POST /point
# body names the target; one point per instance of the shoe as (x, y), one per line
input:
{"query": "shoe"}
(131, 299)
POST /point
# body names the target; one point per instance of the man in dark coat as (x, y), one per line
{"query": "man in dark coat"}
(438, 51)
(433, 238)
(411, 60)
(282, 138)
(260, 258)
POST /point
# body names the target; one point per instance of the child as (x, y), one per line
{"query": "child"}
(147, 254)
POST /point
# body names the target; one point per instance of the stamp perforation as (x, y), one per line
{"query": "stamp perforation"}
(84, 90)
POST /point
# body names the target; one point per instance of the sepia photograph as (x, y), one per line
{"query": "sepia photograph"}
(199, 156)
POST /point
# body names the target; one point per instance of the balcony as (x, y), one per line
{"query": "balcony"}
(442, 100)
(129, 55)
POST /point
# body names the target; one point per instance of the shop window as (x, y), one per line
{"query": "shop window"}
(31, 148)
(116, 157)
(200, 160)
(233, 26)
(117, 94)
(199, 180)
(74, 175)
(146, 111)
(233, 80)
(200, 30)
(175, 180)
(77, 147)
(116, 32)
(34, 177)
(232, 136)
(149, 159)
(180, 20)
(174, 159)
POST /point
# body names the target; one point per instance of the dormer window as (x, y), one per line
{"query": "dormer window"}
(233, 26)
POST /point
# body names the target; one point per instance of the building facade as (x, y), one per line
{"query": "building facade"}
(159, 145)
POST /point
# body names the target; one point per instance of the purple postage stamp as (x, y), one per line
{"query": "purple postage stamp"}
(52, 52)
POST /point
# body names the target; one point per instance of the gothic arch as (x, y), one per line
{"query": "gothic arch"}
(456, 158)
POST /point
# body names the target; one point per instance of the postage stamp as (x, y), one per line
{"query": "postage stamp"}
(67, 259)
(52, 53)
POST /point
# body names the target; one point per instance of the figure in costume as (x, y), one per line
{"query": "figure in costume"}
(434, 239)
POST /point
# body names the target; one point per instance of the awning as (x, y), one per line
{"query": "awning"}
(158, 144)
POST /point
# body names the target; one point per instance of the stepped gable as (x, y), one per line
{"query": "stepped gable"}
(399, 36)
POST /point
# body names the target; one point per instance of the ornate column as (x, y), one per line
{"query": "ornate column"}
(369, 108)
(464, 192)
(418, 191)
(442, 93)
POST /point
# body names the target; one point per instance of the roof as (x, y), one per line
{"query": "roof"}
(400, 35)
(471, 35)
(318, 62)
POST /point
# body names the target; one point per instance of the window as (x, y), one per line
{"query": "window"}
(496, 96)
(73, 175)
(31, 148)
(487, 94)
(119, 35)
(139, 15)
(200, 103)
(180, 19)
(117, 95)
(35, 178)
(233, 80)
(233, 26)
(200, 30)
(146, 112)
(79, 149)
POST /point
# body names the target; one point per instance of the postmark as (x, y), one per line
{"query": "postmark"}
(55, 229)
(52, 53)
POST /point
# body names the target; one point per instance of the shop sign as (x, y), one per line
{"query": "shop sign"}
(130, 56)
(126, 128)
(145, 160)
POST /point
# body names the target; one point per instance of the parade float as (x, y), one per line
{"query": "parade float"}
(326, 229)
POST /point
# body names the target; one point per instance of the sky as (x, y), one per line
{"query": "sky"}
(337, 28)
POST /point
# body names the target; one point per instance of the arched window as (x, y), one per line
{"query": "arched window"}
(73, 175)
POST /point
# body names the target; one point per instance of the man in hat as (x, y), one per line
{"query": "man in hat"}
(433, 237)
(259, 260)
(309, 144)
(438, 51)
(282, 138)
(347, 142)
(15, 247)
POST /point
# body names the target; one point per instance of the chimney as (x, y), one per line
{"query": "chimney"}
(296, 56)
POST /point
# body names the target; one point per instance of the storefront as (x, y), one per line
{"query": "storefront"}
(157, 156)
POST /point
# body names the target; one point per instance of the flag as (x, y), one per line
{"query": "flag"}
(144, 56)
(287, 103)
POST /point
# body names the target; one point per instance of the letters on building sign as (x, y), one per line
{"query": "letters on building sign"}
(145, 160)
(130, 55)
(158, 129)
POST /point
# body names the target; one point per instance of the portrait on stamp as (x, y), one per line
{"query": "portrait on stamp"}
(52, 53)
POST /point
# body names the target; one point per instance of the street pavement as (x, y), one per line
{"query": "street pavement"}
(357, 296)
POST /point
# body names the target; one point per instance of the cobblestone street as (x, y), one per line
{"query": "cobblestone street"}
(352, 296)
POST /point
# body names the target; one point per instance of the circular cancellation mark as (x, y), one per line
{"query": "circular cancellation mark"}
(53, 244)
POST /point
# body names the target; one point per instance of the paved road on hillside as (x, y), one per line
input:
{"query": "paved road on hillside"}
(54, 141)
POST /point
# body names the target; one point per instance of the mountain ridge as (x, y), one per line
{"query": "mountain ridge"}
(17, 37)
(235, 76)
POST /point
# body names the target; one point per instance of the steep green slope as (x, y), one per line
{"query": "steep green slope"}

Exercise instructions: Collect every line of the records that contains the string "column", treating uppercase and lowercase as different.

Answer to the problem:
# body names the target; one point per instance of the ornate column as (x, y), one per line
{"query": "ornate column"}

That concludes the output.